━━ Data shown

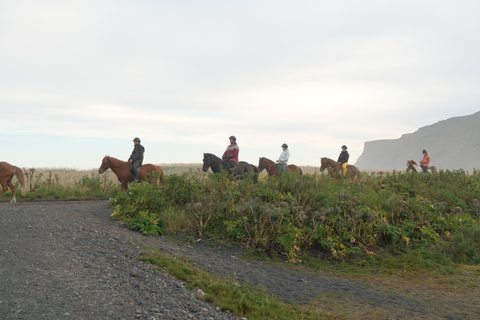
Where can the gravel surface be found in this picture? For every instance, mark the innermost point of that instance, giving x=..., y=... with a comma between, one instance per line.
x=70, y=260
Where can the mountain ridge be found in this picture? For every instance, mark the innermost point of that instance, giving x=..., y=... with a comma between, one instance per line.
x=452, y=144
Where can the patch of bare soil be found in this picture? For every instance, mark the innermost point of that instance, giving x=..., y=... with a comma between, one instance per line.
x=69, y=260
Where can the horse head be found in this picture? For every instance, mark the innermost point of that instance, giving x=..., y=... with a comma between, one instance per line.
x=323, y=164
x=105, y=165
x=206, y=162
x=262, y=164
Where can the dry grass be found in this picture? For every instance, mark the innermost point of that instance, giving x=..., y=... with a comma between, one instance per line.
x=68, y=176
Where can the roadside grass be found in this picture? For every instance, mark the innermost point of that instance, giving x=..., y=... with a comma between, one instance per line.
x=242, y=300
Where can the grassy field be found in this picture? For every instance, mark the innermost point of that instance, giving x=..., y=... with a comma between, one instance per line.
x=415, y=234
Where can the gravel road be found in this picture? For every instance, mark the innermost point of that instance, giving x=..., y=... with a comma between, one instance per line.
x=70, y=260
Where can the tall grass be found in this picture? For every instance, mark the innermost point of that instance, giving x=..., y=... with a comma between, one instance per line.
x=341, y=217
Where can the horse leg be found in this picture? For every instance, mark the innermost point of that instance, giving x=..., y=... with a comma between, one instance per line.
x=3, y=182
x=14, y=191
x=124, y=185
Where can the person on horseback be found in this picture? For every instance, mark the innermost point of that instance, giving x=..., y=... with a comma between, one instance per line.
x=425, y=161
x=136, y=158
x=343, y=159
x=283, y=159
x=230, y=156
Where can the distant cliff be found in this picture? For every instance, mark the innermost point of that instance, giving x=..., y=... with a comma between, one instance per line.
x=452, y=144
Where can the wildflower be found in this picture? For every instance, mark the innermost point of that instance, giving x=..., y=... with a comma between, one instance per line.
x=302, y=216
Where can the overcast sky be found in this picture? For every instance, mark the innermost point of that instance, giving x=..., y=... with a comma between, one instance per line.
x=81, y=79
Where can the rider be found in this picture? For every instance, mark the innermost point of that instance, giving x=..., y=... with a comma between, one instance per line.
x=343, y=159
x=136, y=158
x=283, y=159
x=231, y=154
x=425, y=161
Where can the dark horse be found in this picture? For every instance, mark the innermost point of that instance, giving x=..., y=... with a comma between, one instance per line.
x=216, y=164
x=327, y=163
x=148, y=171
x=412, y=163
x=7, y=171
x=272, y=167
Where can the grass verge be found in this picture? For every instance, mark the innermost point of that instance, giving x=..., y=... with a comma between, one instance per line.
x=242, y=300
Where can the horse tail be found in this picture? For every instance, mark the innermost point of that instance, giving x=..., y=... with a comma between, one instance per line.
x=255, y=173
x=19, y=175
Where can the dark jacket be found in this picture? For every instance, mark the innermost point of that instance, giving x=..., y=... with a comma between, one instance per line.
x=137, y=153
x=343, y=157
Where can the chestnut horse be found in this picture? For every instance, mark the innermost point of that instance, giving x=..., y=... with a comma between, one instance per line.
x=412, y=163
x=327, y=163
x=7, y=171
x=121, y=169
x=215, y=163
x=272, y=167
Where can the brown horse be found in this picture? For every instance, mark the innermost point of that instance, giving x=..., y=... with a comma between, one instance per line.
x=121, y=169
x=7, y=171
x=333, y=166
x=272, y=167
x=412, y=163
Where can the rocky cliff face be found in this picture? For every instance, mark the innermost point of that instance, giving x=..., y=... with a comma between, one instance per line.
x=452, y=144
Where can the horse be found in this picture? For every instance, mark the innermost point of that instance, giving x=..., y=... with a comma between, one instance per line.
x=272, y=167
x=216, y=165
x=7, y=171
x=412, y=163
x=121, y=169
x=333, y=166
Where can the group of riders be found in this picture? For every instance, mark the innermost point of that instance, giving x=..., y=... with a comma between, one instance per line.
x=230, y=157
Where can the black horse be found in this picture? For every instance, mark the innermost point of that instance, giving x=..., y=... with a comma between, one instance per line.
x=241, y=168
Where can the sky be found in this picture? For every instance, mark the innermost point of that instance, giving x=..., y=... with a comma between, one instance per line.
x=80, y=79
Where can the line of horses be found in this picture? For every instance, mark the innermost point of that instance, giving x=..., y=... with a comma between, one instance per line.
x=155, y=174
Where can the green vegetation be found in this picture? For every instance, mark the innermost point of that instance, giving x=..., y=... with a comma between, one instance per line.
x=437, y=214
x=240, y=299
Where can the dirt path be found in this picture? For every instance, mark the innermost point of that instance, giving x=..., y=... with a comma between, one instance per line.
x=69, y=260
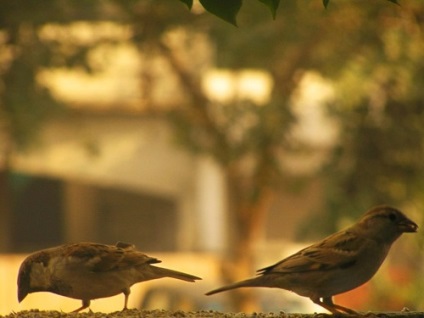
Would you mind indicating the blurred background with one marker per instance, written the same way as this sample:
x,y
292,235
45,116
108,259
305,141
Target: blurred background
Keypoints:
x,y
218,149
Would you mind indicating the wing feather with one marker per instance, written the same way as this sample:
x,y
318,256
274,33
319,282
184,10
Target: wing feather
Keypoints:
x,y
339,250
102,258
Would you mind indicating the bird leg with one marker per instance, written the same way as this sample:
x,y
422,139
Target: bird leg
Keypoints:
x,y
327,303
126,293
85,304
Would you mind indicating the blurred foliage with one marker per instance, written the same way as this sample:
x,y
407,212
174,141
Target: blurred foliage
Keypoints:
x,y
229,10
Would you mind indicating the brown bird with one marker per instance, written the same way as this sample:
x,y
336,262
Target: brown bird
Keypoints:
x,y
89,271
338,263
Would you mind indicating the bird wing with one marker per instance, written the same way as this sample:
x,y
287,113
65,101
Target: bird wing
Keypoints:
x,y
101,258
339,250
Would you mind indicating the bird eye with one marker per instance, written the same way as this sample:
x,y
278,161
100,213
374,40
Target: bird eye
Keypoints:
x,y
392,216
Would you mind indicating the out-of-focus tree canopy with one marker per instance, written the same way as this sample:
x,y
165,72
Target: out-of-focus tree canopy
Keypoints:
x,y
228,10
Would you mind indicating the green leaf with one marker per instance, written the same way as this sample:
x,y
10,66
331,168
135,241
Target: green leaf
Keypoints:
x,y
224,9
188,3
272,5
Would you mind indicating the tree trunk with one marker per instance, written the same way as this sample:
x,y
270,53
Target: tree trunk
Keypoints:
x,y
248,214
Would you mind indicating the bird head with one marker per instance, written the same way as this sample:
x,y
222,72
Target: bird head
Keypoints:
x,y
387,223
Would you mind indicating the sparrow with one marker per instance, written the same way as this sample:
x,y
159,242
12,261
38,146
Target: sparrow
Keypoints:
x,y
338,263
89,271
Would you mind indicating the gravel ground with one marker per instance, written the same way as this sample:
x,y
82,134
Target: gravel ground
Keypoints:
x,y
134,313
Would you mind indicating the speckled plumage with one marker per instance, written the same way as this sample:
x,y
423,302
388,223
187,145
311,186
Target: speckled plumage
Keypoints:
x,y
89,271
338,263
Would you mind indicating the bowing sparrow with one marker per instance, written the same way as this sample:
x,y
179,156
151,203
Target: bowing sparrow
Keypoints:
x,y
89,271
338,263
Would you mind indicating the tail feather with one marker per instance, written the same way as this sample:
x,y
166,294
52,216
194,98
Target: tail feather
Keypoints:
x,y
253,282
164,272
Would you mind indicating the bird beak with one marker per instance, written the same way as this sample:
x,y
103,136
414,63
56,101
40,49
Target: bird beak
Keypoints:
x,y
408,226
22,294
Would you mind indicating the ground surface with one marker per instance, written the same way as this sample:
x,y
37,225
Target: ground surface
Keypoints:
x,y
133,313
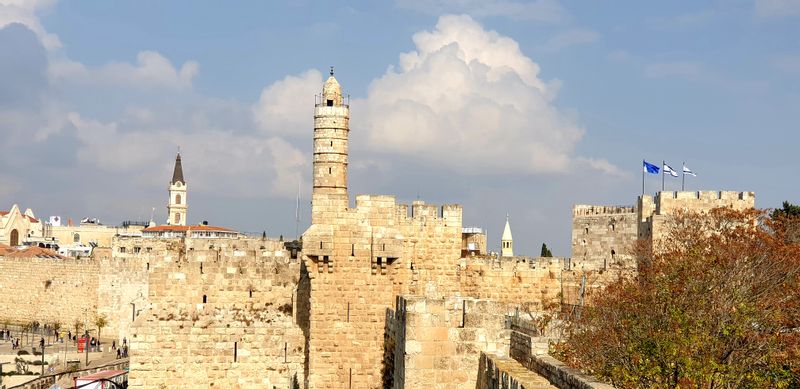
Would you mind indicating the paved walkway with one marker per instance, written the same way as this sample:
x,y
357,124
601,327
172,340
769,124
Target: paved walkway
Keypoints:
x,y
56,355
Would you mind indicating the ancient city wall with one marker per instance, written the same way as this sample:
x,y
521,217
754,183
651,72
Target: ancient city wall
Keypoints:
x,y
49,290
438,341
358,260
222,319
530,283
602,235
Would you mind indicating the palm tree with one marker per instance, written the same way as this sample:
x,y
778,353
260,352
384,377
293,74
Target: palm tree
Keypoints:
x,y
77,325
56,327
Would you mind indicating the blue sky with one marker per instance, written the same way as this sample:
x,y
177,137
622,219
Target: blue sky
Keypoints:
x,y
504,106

━━━━

Exercise prompt:
Your job is to copy out every line from the records above that has the word "beak".

Solution to the problem:
Would you mind indicating the bird beak with one marker per instance, written the same way as this sample:
Target: bird beak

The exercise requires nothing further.